Exercise: Tally the lines below that contain the string "wreath", treating uppercase and lowercase letters as different. Reply with the number alone.

Data extract:
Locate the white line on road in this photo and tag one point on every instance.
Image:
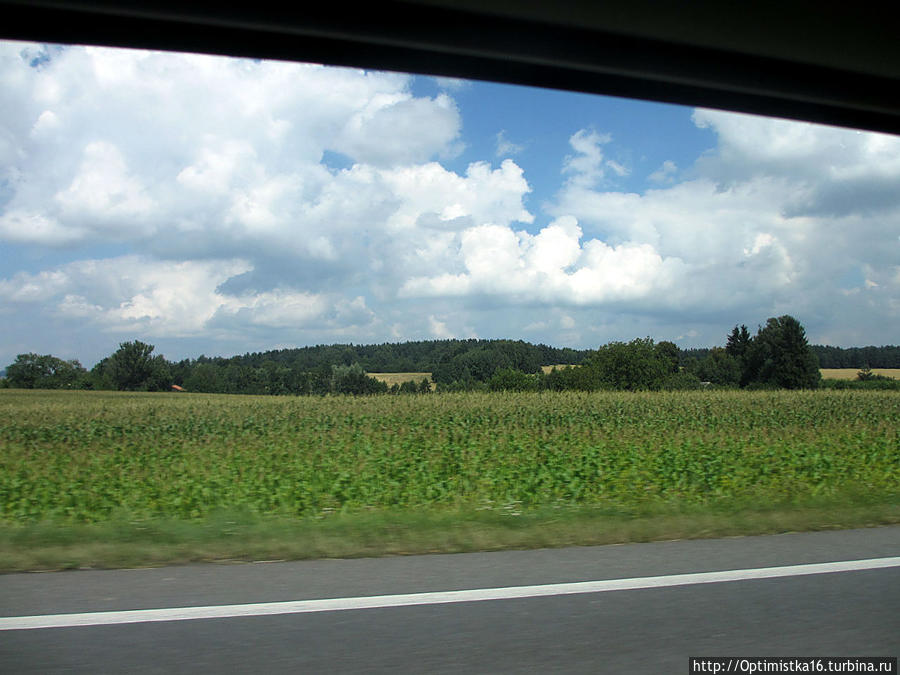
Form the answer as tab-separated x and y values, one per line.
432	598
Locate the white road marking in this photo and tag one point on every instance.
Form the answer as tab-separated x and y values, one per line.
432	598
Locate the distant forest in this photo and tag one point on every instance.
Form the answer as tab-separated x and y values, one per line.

---

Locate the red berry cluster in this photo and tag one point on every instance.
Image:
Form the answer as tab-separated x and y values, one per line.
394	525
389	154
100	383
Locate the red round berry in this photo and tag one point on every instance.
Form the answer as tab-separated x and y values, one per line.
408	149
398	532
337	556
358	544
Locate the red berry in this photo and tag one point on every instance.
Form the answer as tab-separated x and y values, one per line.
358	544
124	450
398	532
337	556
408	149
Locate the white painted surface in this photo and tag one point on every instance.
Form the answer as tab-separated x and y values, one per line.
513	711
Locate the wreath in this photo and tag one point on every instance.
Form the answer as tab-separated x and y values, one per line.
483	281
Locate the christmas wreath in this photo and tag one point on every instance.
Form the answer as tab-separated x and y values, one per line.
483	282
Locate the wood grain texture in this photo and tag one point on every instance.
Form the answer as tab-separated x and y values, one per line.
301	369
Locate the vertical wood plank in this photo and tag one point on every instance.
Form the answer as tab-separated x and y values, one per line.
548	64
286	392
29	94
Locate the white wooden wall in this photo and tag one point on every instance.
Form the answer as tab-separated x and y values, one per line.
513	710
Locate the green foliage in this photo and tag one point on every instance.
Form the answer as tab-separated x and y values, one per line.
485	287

Answer to the task: 2